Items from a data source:
-- begin --

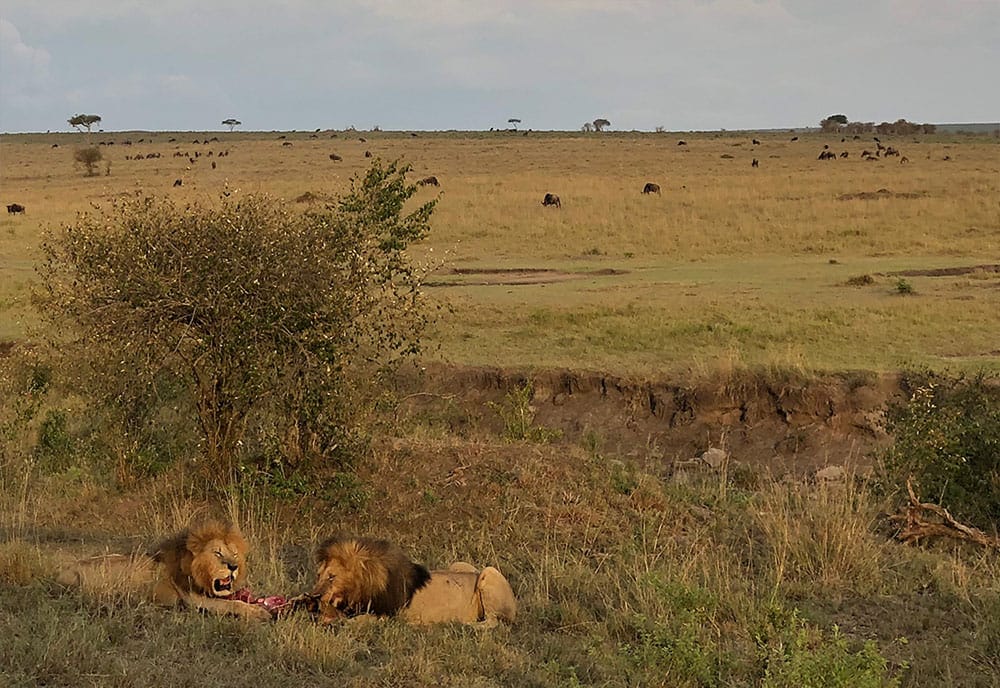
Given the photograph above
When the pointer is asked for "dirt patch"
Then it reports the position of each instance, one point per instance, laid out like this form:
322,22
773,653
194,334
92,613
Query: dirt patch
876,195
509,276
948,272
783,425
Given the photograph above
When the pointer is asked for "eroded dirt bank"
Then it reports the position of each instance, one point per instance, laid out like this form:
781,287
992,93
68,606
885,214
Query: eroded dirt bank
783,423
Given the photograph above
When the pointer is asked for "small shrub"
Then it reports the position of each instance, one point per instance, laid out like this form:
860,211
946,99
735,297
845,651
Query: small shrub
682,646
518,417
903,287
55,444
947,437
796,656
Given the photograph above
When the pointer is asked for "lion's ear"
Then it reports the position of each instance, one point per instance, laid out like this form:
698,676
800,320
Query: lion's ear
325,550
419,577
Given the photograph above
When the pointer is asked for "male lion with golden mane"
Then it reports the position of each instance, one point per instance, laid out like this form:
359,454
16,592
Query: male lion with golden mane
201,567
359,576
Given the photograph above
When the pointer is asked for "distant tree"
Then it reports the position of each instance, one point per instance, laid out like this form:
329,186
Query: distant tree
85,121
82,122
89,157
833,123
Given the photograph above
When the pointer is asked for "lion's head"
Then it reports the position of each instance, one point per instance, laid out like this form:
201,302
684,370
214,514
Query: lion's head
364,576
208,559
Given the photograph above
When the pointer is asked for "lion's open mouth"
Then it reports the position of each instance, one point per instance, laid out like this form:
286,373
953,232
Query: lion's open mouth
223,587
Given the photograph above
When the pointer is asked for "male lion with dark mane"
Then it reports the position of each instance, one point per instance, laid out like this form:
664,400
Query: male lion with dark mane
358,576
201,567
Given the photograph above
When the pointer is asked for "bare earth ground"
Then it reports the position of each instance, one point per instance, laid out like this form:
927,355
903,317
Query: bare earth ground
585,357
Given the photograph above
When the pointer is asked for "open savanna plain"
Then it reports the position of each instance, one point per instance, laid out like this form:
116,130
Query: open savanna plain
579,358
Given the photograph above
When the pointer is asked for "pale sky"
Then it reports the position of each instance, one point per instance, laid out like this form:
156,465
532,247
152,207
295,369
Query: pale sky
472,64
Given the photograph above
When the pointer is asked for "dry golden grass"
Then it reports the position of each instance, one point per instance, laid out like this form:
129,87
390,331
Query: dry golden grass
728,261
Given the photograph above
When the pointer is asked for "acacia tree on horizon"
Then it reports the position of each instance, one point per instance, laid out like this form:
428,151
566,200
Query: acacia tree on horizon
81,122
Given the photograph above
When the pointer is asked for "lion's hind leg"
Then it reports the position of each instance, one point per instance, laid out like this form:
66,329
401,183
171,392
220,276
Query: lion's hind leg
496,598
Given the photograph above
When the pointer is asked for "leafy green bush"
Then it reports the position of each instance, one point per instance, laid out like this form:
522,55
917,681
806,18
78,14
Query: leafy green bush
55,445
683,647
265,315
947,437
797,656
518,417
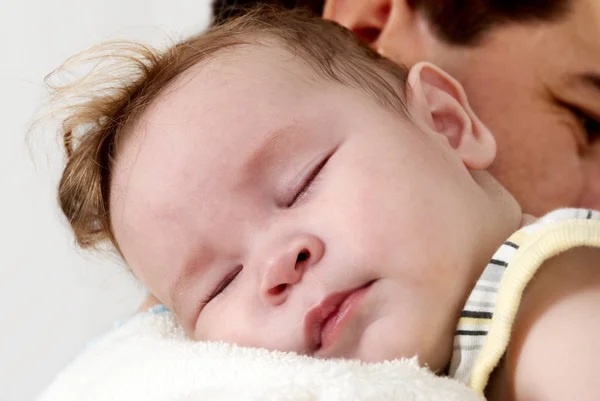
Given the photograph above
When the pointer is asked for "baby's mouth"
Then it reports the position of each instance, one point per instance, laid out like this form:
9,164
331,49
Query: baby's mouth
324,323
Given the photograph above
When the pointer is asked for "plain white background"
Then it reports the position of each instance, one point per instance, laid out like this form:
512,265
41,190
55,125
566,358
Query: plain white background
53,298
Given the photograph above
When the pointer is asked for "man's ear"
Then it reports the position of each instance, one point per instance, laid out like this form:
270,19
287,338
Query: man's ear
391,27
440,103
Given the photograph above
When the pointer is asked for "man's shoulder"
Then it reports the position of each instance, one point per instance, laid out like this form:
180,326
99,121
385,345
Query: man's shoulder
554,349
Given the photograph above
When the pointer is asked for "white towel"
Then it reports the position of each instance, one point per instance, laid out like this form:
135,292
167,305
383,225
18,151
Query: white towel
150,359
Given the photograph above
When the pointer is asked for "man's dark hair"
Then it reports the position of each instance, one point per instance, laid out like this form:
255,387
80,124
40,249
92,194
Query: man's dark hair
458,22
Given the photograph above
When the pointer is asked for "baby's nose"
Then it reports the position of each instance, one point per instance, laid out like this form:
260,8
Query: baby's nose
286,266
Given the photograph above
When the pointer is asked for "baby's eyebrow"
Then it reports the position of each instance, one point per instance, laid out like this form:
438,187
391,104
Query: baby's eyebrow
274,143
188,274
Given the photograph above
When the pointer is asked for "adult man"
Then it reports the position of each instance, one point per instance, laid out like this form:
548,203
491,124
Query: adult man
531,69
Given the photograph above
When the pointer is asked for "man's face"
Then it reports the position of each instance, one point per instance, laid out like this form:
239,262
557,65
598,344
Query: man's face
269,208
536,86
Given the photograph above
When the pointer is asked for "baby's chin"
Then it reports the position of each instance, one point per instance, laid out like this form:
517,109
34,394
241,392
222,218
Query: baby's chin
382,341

-- end --

◆ Directions for this task
Repeat the data exactly, without the pictures.

◆ Finished task
Given the photograph above
When the pointer is asked for "dirt patch"
Then it reports the position of each instance, one point per instance, laid out like this form:
322,22
773,653
194,334
92,613
Query: dirt patch
876,195
509,276
948,272
783,425
Given the photograph above
When the pointer is asked for "eroded dirt bank"
Then it reports the position of each instance, one point per instance, laid out like this form:
781,287
992,93
68,606
885,214
Query: eroded dirt bank
783,423
Given the photograph above
When the pointer is asked for "small shrub"
Then it reports the position of each instance, one point per instance, laid out like this form:
860,211
946,99
735,297
845,651
Query: small shrub
682,646
518,417
903,287
55,444
947,437
796,656
Given the photograph above
When the pointer is asked for "lion's ear"
Then it reports the position of each instance, one point per instance, laid out like this form:
698,676
800,320
Query: lion's ear
325,550
419,577
Given the photograph above
When the pointer is asked for "male lion with golden mane"
Then it reports the position of each instance, one point per instance, laid out like this form:
359,454
16,592
Query: male lion with golden mane
201,567
359,576
Given the photograph above
When the pointer is asked for "distant tree"
Then it reports the position of each instance, one point per instance, laid out like this form:
329,186
Query: distant tree
85,121
82,122
89,157
833,123
Given the photograph above
When the pointer is asked for "lion's head"
Then it reports the position of each instance, one point per instance, laid out like this form:
201,302
684,370
214,514
Query: lion's head
364,576
208,559
Given the photograph above
When the pointer is asked for "lion's open mouth"
Then it reports the position of each instance, one point per instance, laid out like this form:
286,373
953,232
Query: lion's open mouth
223,587
Given the photograph above
When the pointer is asked for "male lion with dark mane"
Then it reports the position of each instance, one point per instance, laid out like this form:
664,400
Query: male lion with dark mane
358,576
201,567
Given the photograph above
When the pointer is asked for "bare earth ground"
Then it reports the position of each instance, one point per instance, laid out like this form:
927,355
903,317
Query: bare earth ground
585,357
Given the photograph above
When the pointer is asked for "open savanna plain"
Then it reports the position of each instance, one point per instance, laid out like this form:
116,130
Query: open savanna plain
579,358
Given the photograph above
When the pointer is asked for "pale sky"
Then it reports the position of each instance, one point per instance, laid out like this form:
156,465
532,247
152,207
295,369
Query: pale sky
472,64
Given the photograph above
When the pointer is asked for "dry golden grass"
Then it reports the position of each instance, one point per instance, laid out like this form:
129,87
390,331
Query: dry golden grass
728,261
Given the photograph above
When the pointer is asked for "acacia tree on horizon"
Then it reports the position of each instance, one point per instance, laid out like this form:
428,151
566,200
Query: acacia tree on horizon
81,122
Given the photograph above
When the pointer is asked for "lion's hind leg"
Then it reports the position of each instance, one point per instance, laid out like this form:
66,329
401,183
171,392
220,276
Query: lion's hind leg
496,598
Given the photograph above
When the pointer is asked for "leafy green bush"
Then it reports the position of each instance, one point per instance, laid out like this form:
522,55
917,681
806,18
78,14
Query: leafy green bush
55,445
683,647
265,315
947,437
797,656
518,417
Given the photograph above
When the pointer is asked for "baby's mouth"
Then it reports the position of each instance, one point per instance, laid out like this form:
9,164
331,49
Query: baby's mouth
324,323
Given the photograph above
When the pointer is asked for "plain white background"
Then it reports the position of each instance, one point per instance, laid out like this form:
512,265
41,190
55,125
566,358
Query: plain white background
53,298
Given the photograph above
When the pointer is asked for "man's ear"
Then it reports the position of each instance, one point per instance, laid out like this form:
270,19
287,338
Query: man's ear
391,27
440,103
Given the photograph above
When the pointer is asked for "man's shoulder"
Then it reports the position of each instance, one point per instance, laid out like this form:
180,326
99,121
385,345
Query: man's shoulder
554,349
Given the photograph above
When the pointer is asked for "white towel"
Then it reports the position of each instance, one point per instance, laid out like this form:
135,292
167,305
383,225
18,151
Query: white towel
150,359
Given the photograph above
When the pointer is asked for "man's dark hair"
Then it reports the position of each instance, one point per instance, laid out like this form:
255,387
80,124
40,249
92,194
Query: man's dark hair
458,22
Given the photograph above
When the pointer is asked for "baby's nose"
Then it reports the position of each instance, one point per instance, laid out like this form:
260,8
Query: baby's nose
286,266
Given the photograph above
When the pointer is asked for "baby's eyebrow"
Then it reports the position of each instance, one point per instance, laid out like this form:
438,187
391,104
Query: baby's eyebrow
274,143
188,274
Given the photograph above
When the pointer is asked for "adult man"
Then it reports the position of each instance, one point per instance, laid out like this form:
548,203
491,124
Query: adult man
531,69
Given the photograph above
When the pointer is asked for "man's face"
Then it reports the position of each instance, one point per instance, laid out like this form:
239,262
557,65
598,344
Query: man's face
269,208
536,86
Given the photograph above
When the pointer is asked for "baby's chin"
Then it reports the position of each instance, one point per instance, laid out like this form:
517,109
34,394
241,392
222,218
Query: baby's chin
382,341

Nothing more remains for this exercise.